▸ REQUIREMENTS
1. In the power steering flush thread, what does rickmccl recommend using to empty the reservoir before disconnecting the banjo from the pump?
2. Write what comes next in the power steering flush thread, picking up after its final sentence.

▸ PROVIDED PASSAGE
########################################

# Power Steering Fluid Flush



## netdude (Mar 6, 2005)

would anyone have directions have instructions for a power steering flush? thanks


----------



## Pinecone (Apr 3, 2002)

All I have even done is suck out as much fluid as I could, then refill.

If you really wanted to clena it out more, go for a drive and repeat.


----------



## rickmccl (Mar 8, 2005)

In the same Google search that brought me to this thread, I found this PDF file on UnofficialBMW. The PDF is from ZF, and it details the rack flush procedure. It is the same as has been on the tech section at bmwe30.net and I think it's in the Bentley too.

http://www.unofficialbmw.com/images/steering-flush.pdf

I think ZF skips over the fact that when you disconnect the banjo from the pump, the reservoir will tend to drain out the hose, so emptying the reservoir with a turkey baster first is a prudent move.

########################################

[Stored data]
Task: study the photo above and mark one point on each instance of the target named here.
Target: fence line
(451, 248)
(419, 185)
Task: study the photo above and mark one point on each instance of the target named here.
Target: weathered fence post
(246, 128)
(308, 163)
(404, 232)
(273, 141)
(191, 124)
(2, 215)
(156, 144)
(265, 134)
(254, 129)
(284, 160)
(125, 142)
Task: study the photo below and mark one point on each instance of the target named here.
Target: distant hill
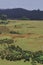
(19, 13)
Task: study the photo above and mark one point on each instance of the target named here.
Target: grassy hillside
(25, 33)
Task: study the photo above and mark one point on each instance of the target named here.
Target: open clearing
(28, 35)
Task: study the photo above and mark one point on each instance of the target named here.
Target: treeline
(20, 13)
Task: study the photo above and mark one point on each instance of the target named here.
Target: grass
(4, 62)
(31, 37)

########################################

▸ ANSWERS FOR THE EXERCISE
1. A turkey baster.

2.
to sum it up, you disconnect the return line from the reservoir and let it spit into a jug, then pour more ATF into the reservoir while turning the wheel back and forth.

Better shops have pressurized equiment to connect to the system and flush it out.

Edit:
don't forget to check the proper fluid type; most Bimmers use Dexron-II ATF, the stuff in the bottle labeled 'power steering fluid' can't take the pressure.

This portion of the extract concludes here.